Another, more fundamental problem is Thompson's unwillingess to let go a particular image, as when she describes the ships interior being "lined with rows of computer banks and wiring like a spider's web spun throughout the room." In the very next sentence, we're reminded that the "lower part fo the ship held banks of computers gleaming in the dark." I think we get it--there are a lot of computers on board the Chimera. Sometimes, the effect of the initial metaphor is blunted by qualification and repetition, as happens when Artemis associates the "smell of the past" with "long summer grass", only to overdo it by comparing being in the grass to an abyss, a "pitch blackness," and a "consuming darkness." The notion of an encroaching blackness, one that suffocates consciouness and erases individual identity is a recurring one, but Thompson repeats it to the extent that instead of conveying oblivion or despair, which I guess was the intention, you begin to think her colour palette is somewhat lacking.

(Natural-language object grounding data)

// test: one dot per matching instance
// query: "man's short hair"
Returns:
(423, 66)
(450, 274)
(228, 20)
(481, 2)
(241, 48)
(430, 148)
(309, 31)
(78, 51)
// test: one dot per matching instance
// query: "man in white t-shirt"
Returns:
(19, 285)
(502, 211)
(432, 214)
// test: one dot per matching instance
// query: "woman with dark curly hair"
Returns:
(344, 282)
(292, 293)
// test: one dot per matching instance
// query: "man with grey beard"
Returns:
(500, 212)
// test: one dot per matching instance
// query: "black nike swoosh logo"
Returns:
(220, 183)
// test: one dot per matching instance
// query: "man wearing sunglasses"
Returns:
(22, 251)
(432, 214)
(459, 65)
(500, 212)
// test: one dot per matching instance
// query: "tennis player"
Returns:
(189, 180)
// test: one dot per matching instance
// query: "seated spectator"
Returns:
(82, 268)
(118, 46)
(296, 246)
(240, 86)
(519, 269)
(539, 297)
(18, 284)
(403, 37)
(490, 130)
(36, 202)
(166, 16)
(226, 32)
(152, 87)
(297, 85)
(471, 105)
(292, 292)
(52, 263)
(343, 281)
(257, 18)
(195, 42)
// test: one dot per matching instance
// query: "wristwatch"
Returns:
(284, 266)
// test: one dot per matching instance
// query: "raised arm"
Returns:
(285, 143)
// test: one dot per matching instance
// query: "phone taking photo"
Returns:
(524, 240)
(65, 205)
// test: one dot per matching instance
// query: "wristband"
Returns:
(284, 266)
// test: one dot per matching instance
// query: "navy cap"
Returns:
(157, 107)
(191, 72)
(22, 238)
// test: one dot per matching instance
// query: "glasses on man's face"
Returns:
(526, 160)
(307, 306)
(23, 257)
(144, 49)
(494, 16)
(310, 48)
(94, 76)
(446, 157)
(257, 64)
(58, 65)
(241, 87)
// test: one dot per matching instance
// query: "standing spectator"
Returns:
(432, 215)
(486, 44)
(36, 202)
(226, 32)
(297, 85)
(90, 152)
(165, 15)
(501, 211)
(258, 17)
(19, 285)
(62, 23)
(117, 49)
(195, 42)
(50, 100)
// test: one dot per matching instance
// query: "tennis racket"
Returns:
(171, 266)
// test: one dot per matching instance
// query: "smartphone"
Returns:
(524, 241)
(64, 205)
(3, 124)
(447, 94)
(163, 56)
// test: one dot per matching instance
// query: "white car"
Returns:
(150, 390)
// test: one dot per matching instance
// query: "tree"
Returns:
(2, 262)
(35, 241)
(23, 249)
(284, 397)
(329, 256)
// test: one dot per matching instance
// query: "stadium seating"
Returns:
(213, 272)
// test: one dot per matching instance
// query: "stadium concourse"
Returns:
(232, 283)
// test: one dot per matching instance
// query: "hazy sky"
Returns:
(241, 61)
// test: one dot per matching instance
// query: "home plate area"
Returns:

◆ TASK DETAILS
Answer these questions using the review excerpt above the rows.
1. What is the name of the ship with many computers on board?
2. What does Artemis associate with the "smell of the past"?
3. According to the reviewer, what do readers begin to think about Thompson's color palette?

◆ WRITTEN ANSWER
1. The Chimera.
2. Long summer grass.
3. That it is somewhat lacking.